▸ Source text
•••

Between 1882 and 1887 several drillings were carried out in the Huy about five kilometres from Anderbeck. They uncovered large deposits of potash and rock salt not far below the surface. This led to the foundation of the Wilhelmshall Mining Company (Bergrechtliche Gewerkschaft Wilhelmshall), which started mining salts here in 1926 and triggered a boom in the Huy region. The Jerxheim–Dedeleben–Nienhagen railway, with its industrial siding built in 1891 from Anderbeck to the potash works, was constructed primarily for the transportation of potash salts.

In 1897 a cement works built close to Schwanebeck that used a limestone quarry in the Huy was also connected to the railway line.

During quarrying work in 1910 ice age kettles were discovered.

From 1934 the Dingelstedt b Halberstadt Army Ammunition Depot (Heeres-Munitionsanstalt Dingelstedt b Halberstadt) was located in the Huy in several old potash mine galleries. In 1944 up to 600 employees and forced labourers worked here. Two explosions on 21 September 1944 caused 59 deaths. From 1957 to 1961 there was discussion about reopening the potash mines, but the idea was eventually dropped. By 1962 the underground facilities were cleared and, in 1978, the shafts were flooded.

Today the Huy is heavily used by hikers, cyclists and riders.

== Transport ==
The Huy lies in the angle formed by the B 244 federal road heading westwards from Helmstedt to Wernigerode and the B 79 that runs southwards from Wolfenbüttel to Halberstadt). It measures about 25 kilometres from east to west and some three kilometres from north to south.

The (Jerxheim–)Dedeleben–Nienhagen railway, also known as the Huy Railway (Huybahn), rungs along the eastern and northern edge of the Huy. It was closed in 2001.

•••

▸ Data extracts
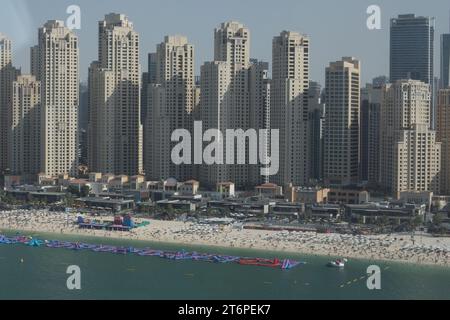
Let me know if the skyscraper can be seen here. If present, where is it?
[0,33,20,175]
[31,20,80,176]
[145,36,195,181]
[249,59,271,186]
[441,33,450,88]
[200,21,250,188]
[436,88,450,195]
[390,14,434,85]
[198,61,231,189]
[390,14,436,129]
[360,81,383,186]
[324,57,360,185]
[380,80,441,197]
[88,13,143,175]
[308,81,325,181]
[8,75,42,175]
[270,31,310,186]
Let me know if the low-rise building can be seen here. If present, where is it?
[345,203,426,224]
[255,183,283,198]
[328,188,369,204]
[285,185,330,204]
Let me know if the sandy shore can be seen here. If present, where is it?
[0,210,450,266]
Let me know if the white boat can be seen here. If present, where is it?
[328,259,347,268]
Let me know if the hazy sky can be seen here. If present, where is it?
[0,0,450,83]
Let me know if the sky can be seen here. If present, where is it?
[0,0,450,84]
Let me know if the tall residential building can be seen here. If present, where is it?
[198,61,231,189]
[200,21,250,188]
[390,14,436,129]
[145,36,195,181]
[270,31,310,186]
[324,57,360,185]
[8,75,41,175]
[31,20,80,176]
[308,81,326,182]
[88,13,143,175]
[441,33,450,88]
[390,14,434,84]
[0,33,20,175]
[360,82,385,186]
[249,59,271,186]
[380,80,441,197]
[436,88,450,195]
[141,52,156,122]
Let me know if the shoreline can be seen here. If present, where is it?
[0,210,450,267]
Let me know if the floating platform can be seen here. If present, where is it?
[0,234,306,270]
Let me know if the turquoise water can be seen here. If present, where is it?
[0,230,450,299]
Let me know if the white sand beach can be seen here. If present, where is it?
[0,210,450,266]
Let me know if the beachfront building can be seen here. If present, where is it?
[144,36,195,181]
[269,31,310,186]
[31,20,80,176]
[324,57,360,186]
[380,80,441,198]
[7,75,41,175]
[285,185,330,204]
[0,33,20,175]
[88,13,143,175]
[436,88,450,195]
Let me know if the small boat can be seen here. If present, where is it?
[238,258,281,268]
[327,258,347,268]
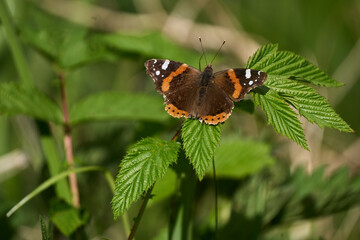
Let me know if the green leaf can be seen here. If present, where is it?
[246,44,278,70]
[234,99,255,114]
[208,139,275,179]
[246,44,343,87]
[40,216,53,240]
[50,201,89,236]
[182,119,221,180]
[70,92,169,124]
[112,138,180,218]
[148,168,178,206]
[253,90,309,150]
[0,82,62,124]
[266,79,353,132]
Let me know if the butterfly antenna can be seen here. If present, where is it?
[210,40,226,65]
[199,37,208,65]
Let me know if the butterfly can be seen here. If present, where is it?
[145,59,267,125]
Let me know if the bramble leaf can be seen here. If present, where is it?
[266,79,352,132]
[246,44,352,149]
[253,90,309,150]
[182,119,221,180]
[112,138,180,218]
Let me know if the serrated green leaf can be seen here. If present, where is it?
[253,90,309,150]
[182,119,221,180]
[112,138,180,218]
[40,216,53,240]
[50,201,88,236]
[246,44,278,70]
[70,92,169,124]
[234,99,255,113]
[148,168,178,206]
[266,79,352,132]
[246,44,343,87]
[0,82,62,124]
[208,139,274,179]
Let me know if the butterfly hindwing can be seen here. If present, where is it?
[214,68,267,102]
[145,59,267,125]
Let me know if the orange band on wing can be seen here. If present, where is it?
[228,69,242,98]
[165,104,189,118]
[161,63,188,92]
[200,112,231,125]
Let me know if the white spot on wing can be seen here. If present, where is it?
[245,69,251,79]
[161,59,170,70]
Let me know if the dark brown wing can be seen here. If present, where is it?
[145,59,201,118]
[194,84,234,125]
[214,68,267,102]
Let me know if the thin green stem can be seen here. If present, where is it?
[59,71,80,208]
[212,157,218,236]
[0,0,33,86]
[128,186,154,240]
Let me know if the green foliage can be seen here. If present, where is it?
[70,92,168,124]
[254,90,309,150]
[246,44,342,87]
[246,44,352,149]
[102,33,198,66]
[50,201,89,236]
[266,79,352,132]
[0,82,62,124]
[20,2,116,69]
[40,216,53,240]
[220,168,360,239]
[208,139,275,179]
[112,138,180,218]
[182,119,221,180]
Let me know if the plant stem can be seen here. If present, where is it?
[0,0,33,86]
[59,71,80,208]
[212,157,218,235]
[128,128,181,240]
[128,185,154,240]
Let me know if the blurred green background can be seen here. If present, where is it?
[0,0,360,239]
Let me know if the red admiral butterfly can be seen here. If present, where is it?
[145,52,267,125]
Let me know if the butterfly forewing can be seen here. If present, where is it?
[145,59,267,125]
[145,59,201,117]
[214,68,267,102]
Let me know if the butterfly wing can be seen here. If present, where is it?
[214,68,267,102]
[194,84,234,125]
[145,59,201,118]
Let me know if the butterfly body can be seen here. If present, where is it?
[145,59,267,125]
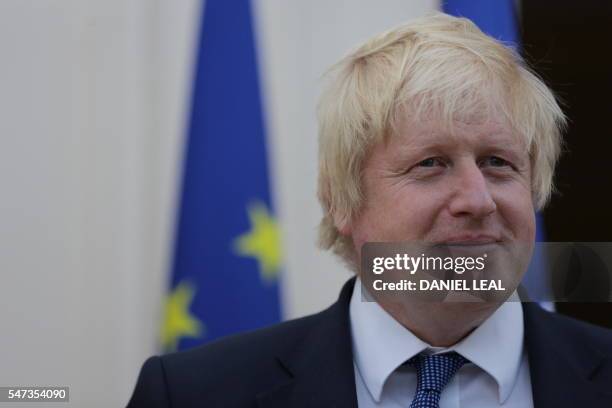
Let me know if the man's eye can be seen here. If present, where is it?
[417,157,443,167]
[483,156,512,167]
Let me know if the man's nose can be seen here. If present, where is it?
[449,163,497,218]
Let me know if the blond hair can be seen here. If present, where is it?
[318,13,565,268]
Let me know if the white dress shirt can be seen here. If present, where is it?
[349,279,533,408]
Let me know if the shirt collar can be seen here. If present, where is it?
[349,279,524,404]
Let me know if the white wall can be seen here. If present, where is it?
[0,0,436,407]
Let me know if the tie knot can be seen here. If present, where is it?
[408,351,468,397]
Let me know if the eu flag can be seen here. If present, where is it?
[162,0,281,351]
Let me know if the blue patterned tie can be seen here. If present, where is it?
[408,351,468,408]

•••

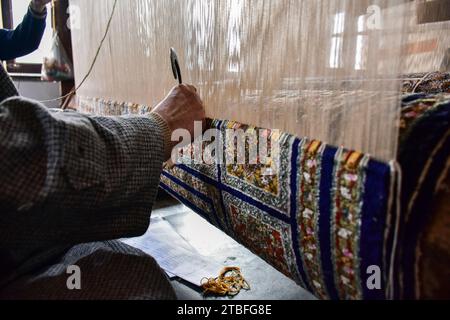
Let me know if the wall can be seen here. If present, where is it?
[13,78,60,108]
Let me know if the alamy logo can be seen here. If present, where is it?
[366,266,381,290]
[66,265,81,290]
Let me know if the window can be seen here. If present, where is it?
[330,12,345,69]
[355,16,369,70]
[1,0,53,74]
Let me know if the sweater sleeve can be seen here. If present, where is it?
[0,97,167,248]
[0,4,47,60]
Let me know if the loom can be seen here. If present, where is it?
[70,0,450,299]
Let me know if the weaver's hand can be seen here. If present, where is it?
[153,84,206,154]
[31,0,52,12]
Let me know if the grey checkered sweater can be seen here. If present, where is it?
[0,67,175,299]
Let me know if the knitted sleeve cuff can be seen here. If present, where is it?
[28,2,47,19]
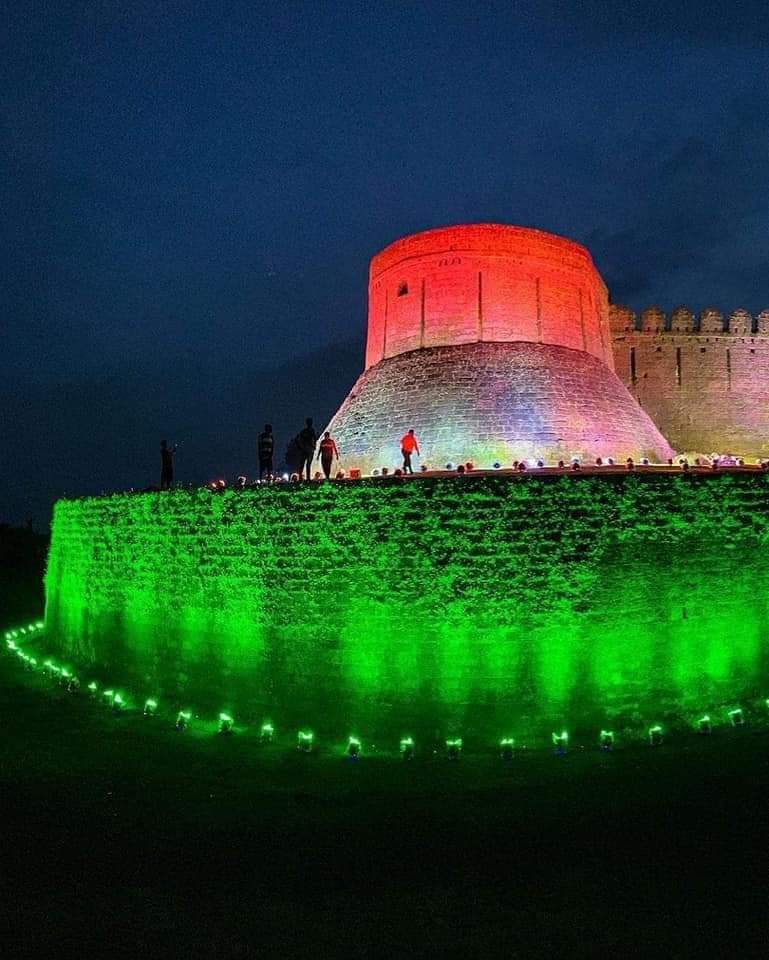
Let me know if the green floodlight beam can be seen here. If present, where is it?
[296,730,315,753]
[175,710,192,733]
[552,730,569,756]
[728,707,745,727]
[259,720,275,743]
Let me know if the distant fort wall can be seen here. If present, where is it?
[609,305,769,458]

•••

▸ Instructions
a) Reproduce the passage on the Huy starting at "From 1934 the" and ending at "cyclists and riders.".
b) Translate this sentence from the passage on the Huy into German: "Today the Huy is heavily used by hikers, cyclists and riders."

▸ Written answers
a)
From 1934 the Dingelstedt b Halberstadt Army Ammunition Depot (Heeres-Munitionsanstalt Dingelstedt b Halberstadt) was located in the Huy in several old potash mine galleries. In 1944 up to 600 employees and forced labourers worked here. Two explosions on 21 September 1944 caused 59 deaths. From 1957 to 1961 there was discussion about reopening the potash mines, but the idea was eventually dropped. By 1962 the underground facilities were cleared and, in 1978, the shafts were flooded.

Today the Huy is heavily used by hikers, cyclists and riders.

b) Heute wird der Huy stark von Wanderern, Radfahrern und Reitern genutzt.